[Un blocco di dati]
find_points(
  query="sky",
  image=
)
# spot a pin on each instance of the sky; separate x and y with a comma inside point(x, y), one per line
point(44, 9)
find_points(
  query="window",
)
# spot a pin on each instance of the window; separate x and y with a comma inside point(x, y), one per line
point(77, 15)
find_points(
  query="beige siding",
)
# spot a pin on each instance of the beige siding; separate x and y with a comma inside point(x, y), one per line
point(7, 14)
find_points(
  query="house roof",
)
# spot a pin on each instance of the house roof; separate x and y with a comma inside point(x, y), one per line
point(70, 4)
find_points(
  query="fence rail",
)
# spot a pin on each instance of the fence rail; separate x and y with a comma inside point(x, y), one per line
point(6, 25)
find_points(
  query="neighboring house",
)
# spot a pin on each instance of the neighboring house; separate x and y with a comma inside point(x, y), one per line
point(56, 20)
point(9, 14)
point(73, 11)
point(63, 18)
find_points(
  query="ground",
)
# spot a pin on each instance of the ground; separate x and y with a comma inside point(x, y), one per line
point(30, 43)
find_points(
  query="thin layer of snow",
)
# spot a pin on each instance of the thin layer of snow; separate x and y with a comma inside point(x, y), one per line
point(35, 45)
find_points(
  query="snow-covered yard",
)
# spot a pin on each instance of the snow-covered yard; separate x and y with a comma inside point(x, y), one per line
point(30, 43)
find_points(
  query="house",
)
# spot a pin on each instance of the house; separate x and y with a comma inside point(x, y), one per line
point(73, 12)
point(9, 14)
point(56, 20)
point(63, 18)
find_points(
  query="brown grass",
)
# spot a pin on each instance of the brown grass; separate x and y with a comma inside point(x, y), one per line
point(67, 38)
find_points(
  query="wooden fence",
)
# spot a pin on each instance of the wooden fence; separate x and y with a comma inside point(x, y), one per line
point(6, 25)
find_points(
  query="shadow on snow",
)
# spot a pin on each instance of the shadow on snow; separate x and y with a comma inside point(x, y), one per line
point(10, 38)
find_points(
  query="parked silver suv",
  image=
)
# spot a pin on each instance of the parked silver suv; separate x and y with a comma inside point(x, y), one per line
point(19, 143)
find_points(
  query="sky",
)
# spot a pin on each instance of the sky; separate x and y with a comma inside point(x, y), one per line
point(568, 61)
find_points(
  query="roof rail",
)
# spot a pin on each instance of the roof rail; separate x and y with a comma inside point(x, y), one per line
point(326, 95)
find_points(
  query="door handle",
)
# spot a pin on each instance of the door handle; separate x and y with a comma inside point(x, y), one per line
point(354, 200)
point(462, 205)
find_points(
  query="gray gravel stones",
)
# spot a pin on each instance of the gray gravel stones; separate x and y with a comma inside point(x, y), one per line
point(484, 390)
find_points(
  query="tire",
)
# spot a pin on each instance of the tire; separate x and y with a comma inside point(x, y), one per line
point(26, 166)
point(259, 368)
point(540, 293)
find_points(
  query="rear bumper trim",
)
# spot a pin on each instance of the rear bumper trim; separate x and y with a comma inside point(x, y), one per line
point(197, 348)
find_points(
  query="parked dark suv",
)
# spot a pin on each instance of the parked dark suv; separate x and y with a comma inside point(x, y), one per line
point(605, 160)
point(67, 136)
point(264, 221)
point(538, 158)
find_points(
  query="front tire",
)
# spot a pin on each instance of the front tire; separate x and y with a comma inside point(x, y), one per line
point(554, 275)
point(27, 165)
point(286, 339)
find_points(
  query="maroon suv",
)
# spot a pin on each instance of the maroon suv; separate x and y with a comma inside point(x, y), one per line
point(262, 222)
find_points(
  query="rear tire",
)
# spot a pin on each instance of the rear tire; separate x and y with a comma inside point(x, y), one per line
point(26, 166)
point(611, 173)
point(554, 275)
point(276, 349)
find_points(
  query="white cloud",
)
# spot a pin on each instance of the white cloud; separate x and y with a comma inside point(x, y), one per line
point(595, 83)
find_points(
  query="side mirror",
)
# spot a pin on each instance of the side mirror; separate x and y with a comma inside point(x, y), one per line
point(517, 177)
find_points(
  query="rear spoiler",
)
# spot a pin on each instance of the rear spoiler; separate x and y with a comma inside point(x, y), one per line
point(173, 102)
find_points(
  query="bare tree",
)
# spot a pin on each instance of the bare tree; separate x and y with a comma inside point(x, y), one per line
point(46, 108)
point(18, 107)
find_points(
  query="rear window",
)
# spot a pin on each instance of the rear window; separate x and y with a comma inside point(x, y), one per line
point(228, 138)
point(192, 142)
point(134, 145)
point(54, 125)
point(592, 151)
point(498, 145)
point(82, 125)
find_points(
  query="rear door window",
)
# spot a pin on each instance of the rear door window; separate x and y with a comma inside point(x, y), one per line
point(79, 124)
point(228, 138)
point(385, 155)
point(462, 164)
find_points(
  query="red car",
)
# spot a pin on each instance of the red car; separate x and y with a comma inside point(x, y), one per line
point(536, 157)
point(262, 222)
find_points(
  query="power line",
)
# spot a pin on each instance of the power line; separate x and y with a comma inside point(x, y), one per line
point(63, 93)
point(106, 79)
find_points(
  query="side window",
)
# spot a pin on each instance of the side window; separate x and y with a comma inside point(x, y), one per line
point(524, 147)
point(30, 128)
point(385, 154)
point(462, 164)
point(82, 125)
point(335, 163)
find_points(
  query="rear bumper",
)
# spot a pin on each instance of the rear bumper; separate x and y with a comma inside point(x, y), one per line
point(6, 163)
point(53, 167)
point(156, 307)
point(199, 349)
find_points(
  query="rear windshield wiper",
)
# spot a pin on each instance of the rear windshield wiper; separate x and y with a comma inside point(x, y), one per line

• **Consegna**
Riscrivi le righe dall'inizio dei dati fino alla riga che contiene "point(77, 15)", compresa, sostituendo "sky" con "cielo" e lasciando invariato tutto il resto.

• **Soluzione**
find_points(
  query="cielo",
  image=
)
# spot a pin on each instance of the cielo; separate x and y with a comma inside point(x, y), one per line
point(44, 9)
find_points(
  query="window",
)
# spot a pin on each instance of the window; separate x and y with a comma inside point(x, y), one per line
point(77, 15)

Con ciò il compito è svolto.